## Your objective
Please copy out the lines of the listing below, starting at the line that contains "Target = blue checkered shirt" and ending at the final line of the listing, both included.

--- START OF Dataset content ---

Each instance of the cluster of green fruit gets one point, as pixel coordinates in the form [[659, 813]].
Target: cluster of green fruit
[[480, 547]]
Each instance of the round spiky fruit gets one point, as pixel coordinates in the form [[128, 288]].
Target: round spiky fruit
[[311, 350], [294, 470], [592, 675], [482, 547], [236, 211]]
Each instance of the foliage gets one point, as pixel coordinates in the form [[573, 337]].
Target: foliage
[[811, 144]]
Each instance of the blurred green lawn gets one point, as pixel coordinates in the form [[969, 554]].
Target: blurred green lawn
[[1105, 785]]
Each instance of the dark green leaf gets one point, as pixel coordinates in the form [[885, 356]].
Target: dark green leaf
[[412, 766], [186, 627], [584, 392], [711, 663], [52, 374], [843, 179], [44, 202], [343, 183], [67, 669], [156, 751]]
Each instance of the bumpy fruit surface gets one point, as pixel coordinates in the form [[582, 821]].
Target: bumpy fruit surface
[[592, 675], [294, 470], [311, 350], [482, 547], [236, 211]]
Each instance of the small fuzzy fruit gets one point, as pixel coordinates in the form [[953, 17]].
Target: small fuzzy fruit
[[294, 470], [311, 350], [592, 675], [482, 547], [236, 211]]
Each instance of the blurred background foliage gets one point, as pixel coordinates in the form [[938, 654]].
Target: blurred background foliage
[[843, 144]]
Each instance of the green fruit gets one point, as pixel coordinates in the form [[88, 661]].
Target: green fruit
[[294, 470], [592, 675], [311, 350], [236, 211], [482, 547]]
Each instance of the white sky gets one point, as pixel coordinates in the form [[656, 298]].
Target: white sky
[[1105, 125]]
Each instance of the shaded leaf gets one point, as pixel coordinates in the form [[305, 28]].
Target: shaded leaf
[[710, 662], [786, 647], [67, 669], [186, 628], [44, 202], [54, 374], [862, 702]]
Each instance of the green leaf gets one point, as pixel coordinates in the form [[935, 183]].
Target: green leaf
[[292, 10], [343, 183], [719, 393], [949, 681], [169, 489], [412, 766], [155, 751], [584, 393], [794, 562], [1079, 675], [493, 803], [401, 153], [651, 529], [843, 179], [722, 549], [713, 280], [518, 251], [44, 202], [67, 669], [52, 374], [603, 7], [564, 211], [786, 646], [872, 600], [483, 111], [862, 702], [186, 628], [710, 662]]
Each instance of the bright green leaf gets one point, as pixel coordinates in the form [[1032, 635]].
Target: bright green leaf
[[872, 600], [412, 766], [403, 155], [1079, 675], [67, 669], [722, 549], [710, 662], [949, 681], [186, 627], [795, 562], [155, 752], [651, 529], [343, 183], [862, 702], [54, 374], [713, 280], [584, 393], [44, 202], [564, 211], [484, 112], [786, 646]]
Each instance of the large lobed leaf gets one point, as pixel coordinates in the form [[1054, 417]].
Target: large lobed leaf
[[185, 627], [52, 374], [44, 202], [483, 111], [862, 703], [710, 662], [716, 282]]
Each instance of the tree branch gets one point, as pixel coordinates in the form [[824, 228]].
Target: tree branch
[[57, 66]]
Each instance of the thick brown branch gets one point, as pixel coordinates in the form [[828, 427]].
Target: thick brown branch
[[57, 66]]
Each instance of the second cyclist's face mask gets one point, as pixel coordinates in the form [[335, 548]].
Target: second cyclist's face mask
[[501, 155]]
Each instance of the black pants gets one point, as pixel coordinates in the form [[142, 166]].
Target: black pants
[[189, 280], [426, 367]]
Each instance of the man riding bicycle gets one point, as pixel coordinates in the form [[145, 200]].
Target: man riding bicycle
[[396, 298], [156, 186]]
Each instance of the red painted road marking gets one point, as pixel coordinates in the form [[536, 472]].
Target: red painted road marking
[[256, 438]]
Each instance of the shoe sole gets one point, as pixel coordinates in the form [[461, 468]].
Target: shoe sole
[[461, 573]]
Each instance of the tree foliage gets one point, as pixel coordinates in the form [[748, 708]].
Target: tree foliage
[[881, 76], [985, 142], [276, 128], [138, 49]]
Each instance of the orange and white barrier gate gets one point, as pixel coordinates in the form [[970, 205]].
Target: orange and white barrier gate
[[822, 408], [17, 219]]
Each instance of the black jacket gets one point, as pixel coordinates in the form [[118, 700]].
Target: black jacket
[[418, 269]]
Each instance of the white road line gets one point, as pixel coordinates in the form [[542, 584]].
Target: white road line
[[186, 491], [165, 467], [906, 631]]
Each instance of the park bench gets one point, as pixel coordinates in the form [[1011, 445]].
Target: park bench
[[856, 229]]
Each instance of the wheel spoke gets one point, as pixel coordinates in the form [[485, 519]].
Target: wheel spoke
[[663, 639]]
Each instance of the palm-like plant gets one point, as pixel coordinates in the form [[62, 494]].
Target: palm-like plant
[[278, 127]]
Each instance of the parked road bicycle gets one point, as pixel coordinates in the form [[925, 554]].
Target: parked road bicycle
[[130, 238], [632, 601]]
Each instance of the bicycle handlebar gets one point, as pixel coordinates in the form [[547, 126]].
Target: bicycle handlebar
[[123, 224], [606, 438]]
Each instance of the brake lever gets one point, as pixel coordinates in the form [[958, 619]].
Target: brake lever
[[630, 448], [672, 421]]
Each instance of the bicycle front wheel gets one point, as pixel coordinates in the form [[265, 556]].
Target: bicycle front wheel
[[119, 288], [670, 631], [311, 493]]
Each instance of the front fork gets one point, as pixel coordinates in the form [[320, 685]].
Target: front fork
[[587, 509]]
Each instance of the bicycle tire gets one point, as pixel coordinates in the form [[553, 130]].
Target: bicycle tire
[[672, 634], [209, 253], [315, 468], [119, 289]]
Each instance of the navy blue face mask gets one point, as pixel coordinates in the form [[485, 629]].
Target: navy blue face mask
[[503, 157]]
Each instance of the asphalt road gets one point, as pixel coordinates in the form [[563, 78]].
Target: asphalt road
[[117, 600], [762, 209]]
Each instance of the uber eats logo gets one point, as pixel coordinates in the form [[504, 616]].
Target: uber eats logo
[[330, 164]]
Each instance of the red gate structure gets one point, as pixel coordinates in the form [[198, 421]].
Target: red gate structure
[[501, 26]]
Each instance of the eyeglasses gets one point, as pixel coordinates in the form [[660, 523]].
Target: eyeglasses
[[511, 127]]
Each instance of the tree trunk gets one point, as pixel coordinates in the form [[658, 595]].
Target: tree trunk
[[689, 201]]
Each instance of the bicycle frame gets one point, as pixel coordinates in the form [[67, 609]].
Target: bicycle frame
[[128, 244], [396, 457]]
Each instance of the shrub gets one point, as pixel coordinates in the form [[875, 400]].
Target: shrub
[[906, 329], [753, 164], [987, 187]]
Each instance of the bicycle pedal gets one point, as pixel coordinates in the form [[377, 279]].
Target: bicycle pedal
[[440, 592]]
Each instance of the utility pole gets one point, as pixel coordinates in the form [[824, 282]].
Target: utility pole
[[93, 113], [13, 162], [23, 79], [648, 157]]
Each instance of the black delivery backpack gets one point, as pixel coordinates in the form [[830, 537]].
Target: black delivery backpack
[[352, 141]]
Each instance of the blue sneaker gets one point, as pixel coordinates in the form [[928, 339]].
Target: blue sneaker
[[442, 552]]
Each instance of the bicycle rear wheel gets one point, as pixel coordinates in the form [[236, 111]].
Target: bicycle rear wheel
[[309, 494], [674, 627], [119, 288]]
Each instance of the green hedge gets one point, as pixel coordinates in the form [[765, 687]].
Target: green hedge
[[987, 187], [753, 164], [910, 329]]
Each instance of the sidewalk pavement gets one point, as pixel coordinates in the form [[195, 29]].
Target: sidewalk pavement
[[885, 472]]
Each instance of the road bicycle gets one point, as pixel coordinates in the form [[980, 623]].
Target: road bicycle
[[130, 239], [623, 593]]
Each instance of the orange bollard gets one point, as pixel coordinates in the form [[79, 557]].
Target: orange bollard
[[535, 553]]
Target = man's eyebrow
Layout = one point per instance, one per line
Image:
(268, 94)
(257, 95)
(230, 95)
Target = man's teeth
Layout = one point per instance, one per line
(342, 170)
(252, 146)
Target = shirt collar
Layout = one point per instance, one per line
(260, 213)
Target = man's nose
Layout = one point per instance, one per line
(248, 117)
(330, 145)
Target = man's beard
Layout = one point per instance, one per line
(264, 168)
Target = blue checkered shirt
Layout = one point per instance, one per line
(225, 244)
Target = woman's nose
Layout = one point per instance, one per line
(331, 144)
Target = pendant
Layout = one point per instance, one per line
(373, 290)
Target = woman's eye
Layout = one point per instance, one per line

--- END OF Dataset content ---

## The solution
Target = blue checkered shirt
Layout = one point per instance, one per line
(225, 244)
Target = woman's nose
Layout = one point per instance, one per line
(331, 144)
Target = pendant
Layout = one point per instance, one per line
(373, 290)
Target = woman's eye
Layout = one point per instance, one per line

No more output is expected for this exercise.